To some, particularly those who are tasked with running cities, these denizens of the "informal sector" represent a social and planning nightmare. But others see these striving urban slum and shack dwellers as the source of not just inspiration, but of solutions to at least some of Asia's urban planning challenges.
This was the thrust of a discussion recently at the East-West Center that brought together a number of planning specialists, city leaders and others to talk about the implications of the urban transformation in Asia. They gathered for the inaugural seminar of a series on "Urban Asia –Challenges in Transition and Governance."
Among the many topics discussed during the seminar was the role of civil society – citizen groups, nongovernmental organizations and others – in improving urban governance.
Opinion among participants was somewhat divided between those who seek a greater role for civil society groups and those who believe that the ultimate responsibility, quite naturally, rests with those who have been elected to govern and manage.
The most passionate voice for involving marginalized members of a city in its planning decision was Celine d'Cruz, originally from Mumbai, India, who is co-coordinator of the multinational service organization "Slum/Shack Dwellers International."
d'Cruz said the focus of her group is not so much to take over the task of urban planning, or even to change basic policies. Rather, it is simply to win the urban poor a place at the table when decisions are being made. This, she argued, rarely happens under traditional circumstances.
"We chose not to make changes in policy our first goal," she said. 'If you make the right changes on the ground, you prove yourself. We don't have a problem with good policy; our problem is with implementation."
As an example, she said that in India, "policy is like a beautiful woman, but there is no one who can marry her."
d'Cruz said her organization works not to direct the activities of slum dwellers or take charge of their lives, but rather to give them a voice so they can make their own decisions. In Mumbai, for instance, when residents of one slum area came to recognize that there was just one functioning toilet for some 800 residents, they realized that marching on city government with broad demands for an improved sanitation system would result in nothing more than studies, planning and applications for loan funds.
Instead, they simply asked for help in building one clean and functioning toilet facility for this one neighborhood, and then stood up to build the facility themselves.

> What you need to do:
1. List every geographic place named in the passage on urban slums.
2. Return the passage on urban slums word for word, everything from "This was the" down to "govern and manage.".
The material that follows is not needed for these tasks.

> Listed entries:

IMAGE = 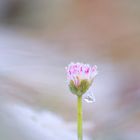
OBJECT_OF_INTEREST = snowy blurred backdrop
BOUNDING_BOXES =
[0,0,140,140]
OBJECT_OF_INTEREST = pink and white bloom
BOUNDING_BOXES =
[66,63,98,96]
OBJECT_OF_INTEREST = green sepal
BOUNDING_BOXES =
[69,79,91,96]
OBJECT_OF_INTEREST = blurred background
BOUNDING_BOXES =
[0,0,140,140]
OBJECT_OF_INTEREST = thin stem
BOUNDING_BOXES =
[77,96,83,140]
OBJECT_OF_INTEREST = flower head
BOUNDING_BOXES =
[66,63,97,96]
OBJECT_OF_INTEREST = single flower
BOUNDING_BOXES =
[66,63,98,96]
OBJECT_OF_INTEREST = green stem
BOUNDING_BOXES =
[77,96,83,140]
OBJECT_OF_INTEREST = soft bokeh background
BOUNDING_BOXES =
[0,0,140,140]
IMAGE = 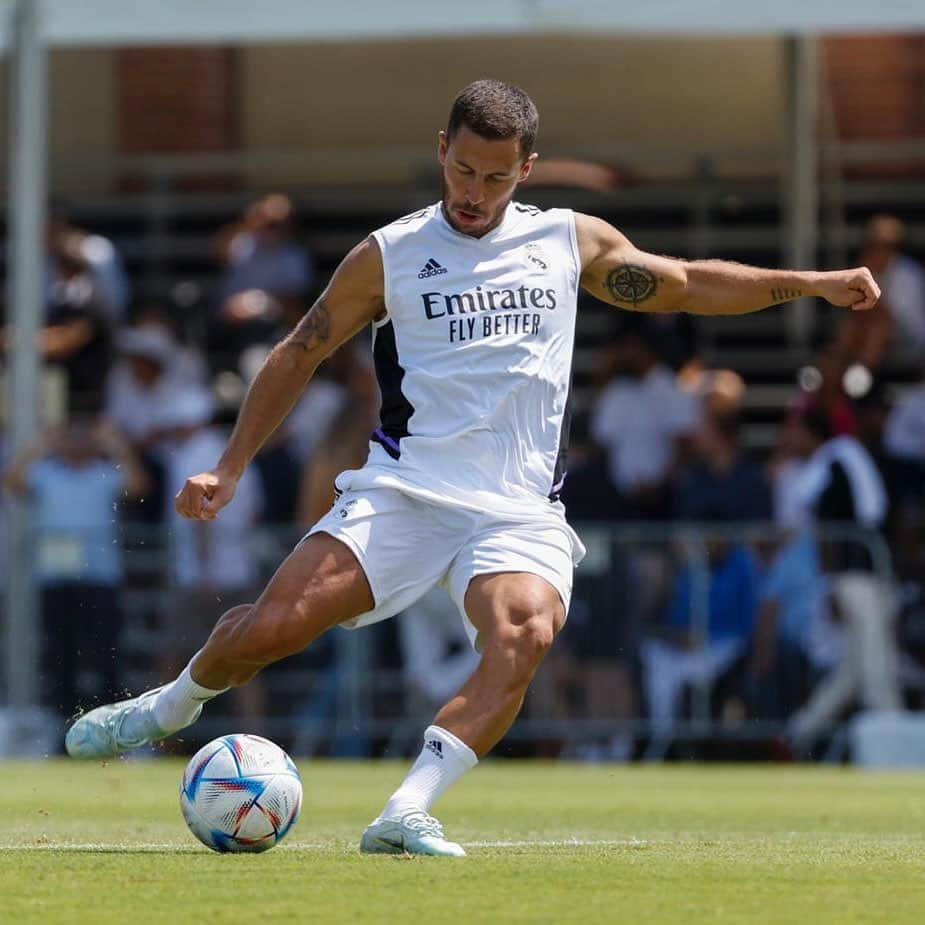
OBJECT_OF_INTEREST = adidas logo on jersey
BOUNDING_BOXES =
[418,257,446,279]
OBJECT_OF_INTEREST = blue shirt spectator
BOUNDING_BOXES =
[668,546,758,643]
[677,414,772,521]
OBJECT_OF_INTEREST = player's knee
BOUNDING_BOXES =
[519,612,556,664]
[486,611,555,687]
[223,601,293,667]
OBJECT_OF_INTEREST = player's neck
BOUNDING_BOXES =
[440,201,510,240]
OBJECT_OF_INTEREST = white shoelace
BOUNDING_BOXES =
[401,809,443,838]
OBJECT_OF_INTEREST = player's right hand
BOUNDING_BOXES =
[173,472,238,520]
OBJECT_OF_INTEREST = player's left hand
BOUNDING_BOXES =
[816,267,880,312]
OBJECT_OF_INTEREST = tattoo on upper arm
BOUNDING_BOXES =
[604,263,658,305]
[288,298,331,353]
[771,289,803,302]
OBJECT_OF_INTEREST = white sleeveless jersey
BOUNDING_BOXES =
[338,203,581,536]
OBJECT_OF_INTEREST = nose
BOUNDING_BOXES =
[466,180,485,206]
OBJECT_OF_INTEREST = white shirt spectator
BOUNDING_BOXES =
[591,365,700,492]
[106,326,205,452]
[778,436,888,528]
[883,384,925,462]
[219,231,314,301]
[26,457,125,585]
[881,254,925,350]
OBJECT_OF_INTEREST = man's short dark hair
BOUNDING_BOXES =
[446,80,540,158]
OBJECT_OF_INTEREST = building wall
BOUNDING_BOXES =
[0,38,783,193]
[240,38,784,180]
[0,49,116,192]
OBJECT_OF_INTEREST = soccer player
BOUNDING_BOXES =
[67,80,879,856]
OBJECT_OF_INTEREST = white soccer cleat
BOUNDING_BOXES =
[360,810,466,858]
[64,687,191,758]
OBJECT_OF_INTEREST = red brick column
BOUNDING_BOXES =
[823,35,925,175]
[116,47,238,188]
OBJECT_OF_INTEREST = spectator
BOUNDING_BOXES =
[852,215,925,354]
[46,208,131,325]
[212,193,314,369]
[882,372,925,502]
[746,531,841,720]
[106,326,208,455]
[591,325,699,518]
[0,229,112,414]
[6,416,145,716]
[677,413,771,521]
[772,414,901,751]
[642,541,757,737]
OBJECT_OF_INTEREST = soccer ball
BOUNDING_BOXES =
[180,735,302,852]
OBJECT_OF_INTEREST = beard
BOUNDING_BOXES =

==

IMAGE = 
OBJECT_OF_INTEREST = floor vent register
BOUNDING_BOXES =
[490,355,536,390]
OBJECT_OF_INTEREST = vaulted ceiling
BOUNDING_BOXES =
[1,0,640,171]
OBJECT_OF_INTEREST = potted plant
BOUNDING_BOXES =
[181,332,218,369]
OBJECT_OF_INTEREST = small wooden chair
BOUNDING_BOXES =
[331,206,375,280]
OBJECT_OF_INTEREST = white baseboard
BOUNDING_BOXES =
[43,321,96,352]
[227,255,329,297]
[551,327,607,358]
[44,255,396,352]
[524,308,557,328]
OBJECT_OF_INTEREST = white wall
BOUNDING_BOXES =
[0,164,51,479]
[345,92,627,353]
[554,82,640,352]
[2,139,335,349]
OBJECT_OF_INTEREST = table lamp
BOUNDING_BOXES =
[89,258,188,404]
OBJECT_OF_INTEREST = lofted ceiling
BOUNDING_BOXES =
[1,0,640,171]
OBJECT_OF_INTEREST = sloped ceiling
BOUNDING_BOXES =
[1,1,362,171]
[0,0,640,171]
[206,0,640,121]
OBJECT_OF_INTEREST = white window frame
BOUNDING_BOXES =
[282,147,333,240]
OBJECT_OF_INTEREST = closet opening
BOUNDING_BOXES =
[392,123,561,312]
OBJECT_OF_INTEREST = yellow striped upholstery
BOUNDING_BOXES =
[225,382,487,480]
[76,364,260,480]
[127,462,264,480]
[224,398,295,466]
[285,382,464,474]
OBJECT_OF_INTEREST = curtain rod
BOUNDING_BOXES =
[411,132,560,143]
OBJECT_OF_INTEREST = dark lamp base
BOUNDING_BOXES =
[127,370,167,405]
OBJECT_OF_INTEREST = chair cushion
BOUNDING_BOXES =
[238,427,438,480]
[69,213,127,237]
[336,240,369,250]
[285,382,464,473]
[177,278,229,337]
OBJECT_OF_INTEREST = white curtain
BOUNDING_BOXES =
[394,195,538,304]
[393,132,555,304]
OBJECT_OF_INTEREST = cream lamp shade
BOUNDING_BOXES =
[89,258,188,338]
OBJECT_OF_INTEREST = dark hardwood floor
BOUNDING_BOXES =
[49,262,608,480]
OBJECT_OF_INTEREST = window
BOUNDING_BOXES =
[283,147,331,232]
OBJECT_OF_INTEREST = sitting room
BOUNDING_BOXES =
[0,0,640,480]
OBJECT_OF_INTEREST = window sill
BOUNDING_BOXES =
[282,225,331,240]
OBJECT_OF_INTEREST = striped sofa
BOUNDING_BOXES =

> Task-by-task solutions:
1. Asia, Mumbai, India

2.
This was the thrust of a discussion recently at the East-West Center that brought together a number of planning specialists, city leaders and others to talk about the implications of the urban transformation in Asia. They gathered for the inaugural seminar of a series on "Urban Asia –Challenges in Transition and Governance."
Among the many topics discussed during the seminar was the role of civil society – citizen groups, nongovernmental organizations and others – in improving urban governance.
Opinion among participants was somewhat divided between those who seek a greater role for civil society groups and those who believe that the ultimate responsibility, quite naturally, rests with those who have been elected to govern and manage.